Do this - Exact reproduction of the data is required, with images excluded.

## Begin

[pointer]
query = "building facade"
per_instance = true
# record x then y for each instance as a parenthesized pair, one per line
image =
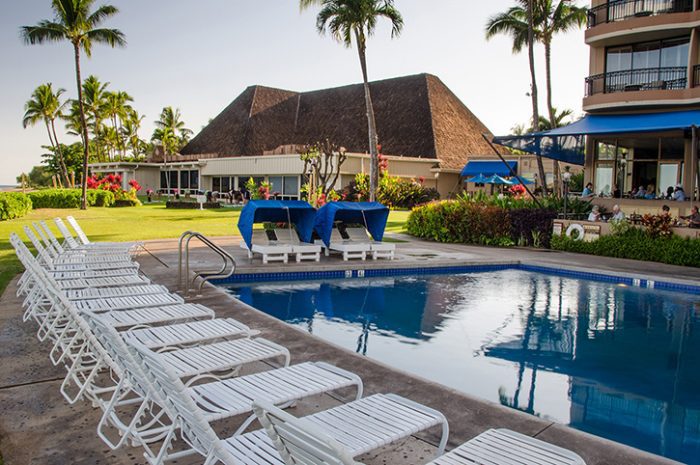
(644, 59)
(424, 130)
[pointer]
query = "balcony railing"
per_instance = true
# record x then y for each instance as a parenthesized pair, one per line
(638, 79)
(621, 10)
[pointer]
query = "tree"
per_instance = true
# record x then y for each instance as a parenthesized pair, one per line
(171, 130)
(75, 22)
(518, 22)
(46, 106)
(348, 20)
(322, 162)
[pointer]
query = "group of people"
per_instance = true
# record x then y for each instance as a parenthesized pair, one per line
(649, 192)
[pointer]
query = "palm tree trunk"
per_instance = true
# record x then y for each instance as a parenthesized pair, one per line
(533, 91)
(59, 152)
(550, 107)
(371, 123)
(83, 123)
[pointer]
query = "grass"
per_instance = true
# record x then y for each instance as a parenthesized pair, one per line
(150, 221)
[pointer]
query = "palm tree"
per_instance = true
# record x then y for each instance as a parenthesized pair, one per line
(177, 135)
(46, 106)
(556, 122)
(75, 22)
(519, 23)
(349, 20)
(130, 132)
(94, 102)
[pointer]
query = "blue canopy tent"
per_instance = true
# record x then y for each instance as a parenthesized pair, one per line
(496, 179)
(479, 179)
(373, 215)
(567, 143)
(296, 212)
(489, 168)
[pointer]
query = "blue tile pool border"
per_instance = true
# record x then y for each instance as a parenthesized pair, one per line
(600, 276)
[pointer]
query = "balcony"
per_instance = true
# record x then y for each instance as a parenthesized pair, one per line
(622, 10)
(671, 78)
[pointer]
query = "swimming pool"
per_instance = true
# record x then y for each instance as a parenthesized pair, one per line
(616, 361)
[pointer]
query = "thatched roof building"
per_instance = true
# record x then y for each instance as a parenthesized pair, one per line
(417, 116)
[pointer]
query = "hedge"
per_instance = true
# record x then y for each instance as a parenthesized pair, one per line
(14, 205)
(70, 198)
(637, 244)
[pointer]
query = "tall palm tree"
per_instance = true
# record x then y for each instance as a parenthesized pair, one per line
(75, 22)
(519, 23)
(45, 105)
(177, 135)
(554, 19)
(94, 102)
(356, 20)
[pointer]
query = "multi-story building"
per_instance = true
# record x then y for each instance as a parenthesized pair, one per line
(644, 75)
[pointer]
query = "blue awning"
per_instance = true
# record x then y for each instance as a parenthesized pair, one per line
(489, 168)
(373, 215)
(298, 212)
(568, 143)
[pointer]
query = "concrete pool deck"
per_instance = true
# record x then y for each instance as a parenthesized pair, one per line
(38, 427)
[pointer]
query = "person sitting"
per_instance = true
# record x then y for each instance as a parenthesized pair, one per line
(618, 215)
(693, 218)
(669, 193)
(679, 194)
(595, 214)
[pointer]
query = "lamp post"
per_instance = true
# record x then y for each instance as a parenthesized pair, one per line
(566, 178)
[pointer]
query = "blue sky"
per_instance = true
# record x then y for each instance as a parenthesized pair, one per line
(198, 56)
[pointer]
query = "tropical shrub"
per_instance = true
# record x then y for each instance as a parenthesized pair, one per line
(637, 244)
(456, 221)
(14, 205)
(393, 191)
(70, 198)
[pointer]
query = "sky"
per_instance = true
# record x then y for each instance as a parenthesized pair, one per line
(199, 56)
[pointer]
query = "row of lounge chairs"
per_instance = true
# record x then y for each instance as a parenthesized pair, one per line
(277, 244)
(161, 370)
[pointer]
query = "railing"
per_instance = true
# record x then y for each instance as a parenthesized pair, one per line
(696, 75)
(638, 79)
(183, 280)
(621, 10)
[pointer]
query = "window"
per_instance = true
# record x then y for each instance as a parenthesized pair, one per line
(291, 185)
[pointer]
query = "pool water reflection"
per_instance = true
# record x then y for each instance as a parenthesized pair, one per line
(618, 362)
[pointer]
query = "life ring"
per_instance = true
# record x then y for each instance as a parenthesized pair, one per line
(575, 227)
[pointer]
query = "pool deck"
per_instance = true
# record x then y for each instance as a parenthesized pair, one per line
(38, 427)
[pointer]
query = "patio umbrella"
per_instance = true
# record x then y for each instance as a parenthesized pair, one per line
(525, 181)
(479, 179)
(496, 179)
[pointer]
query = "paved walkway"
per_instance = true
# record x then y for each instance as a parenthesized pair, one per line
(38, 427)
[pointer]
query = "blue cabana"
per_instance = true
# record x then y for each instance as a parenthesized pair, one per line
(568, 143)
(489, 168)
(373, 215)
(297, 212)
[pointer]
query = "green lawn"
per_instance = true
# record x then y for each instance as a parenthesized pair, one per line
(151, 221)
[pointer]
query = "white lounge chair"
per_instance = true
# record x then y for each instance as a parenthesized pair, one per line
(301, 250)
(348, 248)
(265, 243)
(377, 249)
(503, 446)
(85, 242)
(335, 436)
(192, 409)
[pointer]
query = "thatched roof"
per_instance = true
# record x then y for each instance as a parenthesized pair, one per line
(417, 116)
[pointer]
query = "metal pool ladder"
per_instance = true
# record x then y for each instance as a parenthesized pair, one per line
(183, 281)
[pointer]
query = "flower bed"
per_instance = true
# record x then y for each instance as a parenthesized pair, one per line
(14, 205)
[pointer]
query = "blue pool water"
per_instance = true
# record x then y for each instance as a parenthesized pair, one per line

## End

Response -
[pointer]
query = "building facade"
per_instance = true
# record x then y for each instance as a parenthesized pair, one per line
image =
(644, 59)
(424, 130)
[pointer]
query = "balcony railing"
per_instance = true
# record x then y for each instance as a parenthesized pair, one per line
(638, 79)
(621, 10)
[pointer]
query = "tree"
per_instance = true
# record x then y for each instance as a parenthesized pair, one per line
(171, 130)
(75, 22)
(518, 22)
(46, 106)
(348, 20)
(322, 162)
[pointer]
query = "group of people"
per_instance = true
# record x then y for each instance as a parenthesized pair, one per line
(649, 192)
[pointer]
query = "palm tree trunk"
per_instance = true
# record x then y for each instance as a parenthesized pair, one per line
(533, 91)
(59, 152)
(550, 107)
(371, 123)
(83, 123)
[pointer]
query = "grass"
per_instance = true
# record x then y for each instance as a parenthesized pair, one per line
(150, 221)
[pointer]
query = "palm tree"
per_instance = true
# record x then y for each instance as a parenthesized pair, one per line
(177, 135)
(46, 106)
(556, 122)
(75, 22)
(519, 23)
(349, 20)
(130, 132)
(94, 102)
[pointer]
query = "blue canopy tent"
per_instance = true
# record x then y for each instance as a parenthesized pair, one per line
(496, 179)
(479, 179)
(373, 215)
(567, 143)
(296, 212)
(489, 168)
[pointer]
query = "blue tile pool border"
per_instance = true
# record x then y for each instance as a parenthesized pair, one per line
(600, 276)
[pointer]
query = "balcony"
per_instance = true
# record x then y for each instance as a parenthesized pair, one per line
(622, 10)
(671, 78)
[pointer]
query = "swimming pool"
per_instance = true
# record x then y for each instance as a parenthesized pair, one per line
(616, 361)
[pointer]
query = "thatched roof building"
per_instance = true
# record x then y for each instance as a parenthesized pair, one per line
(417, 116)
[pointer]
query = "hedge"
per_instance = true
# record x then y for each instance as a parenthesized pair, one per line
(14, 205)
(70, 198)
(637, 244)
[pointer]
query = "tall palm tree"
per_instance = true
# record x then y for each instance as a parenthesized pair, one per line
(75, 22)
(519, 23)
(45, 105)
(177, 135)
(554, 19)
(94, 102)
(356, 20)
[pointer]
query = "multi-story building"
per_instance = true
# record x then y for each instance as a parenthesized pair, one per line
(644, 75)
[pointer]
query = "blue awning"
per_instance = true
# record x then y for each instance as a parenthesized pair, one per line
(489, 168)
(373, 215)
(298, 212)
(568, 143)
[pointer]
query = "concrete pool deck"
per_instance = true
# record x then y for each instance as a parenthesized pair, one per line
(38, 427)
[pointer]
query = "person sitting"
per_instance = true
# record x then y for each instance as a parenthesized pair, one per line
(618, 215)
(693, 218)
(669, 193)
(679, 194)
(595, 214)
[pointer]
query = "lamp post"
per_instance = true
# record x then y for each instance as a parenthesized pair, one per line
(566, 178)
[pointer]
query = "blue sky"
per_instance = true
# record x then y for each instance as a parenthesized pair, one per line
(198, 56)
[pointer]
query = "tropical shrub"
per_instance = true
# record x then y for each instance as a parenthesized pair, one per line
(637, 244)
(456, 221)
(14, 205)
(393, 191)
(70, 198)
[pointer]
query = "sky"
per_instance = true
# record x then y for each instance as a parenthesized pair, one per line
(199, 56)
[pointer]
query = "row of lounge chairs"
per_instance = true
# record x then y for each instance as a parenthesized pair, one per line
(277, 244)
(161, 370)
[pointer]
query = "railing"
per_instance = true
# record x then y for each instance as a parenthesized pair, one per line
(696, 75)
(638, 79)
(183, 280)
(621, 10)
[pointer]
query = "window"
per_instance = true
# record x then y for each instance as a parenthesized pair, one per line
(291, 185)
[pointer]
query = "pool water reflection"
per_instance = true
# record x then y for each instance as a parenthesized pair, one per line
(618, 362)
[pointer]
query = "life ring"
per_instance = true
# record x then y for each instance as a parenthesized pair, one per line
(575, 227)
[pointer]
query = "pool deck"
per_instance = true
# record x then y for each instance as a parenthesized pair, one per line
(38, 427)
[pointer]
query = "patio umbrella"
per_instance = true
# record x then y for each instance as a parenthesized pair, one per line
(525, 181)
(479, 179)
(496, 179)
[pointer]
query = "paved walkway"
per_instance = true
# record x then y for each instance as a parenthesized pair, one per line
(38, 427)
[pointer]
query = "blue cabana"
per_instance = true
# record x then y for each instance as a parenthesized pair, one per line
(568, 143)
(489, 168)
(373, 215)
(297, 212)
[pointer]
query = "green lawn"
per_instance = true
# record x then y for each instance as a parenthesized pair, one per line
(151, 221)
[pointer]
query = "white lounge chair"
per_instance = true
# record x then y for each instance as a parenthesized pair, one per line
(301, 250)
(348, 248)
(265, 243)
(377, 249)
(503, 446)
(85, 242)
(335, 436)
(192, 409)
[pointer]
query = "thatched roof"
per_instance = true
# record x then y for each instance as a parenthesized pair, one per line
(417, 116)
[pointer]
query = "metal pool ladder"
per_instance = true
# record x then y for each instance as a parenthesized pair, one per line
(183, 281)
[pointer]
query = "flower bed"
per_instance = true
# record x then y for each instance as a parenthesized pair, one per line
(14, 205)
[pointer]
query = "blue pool water"
per_instance = true
# record x then y for each instance as a parenthesized pair, one per line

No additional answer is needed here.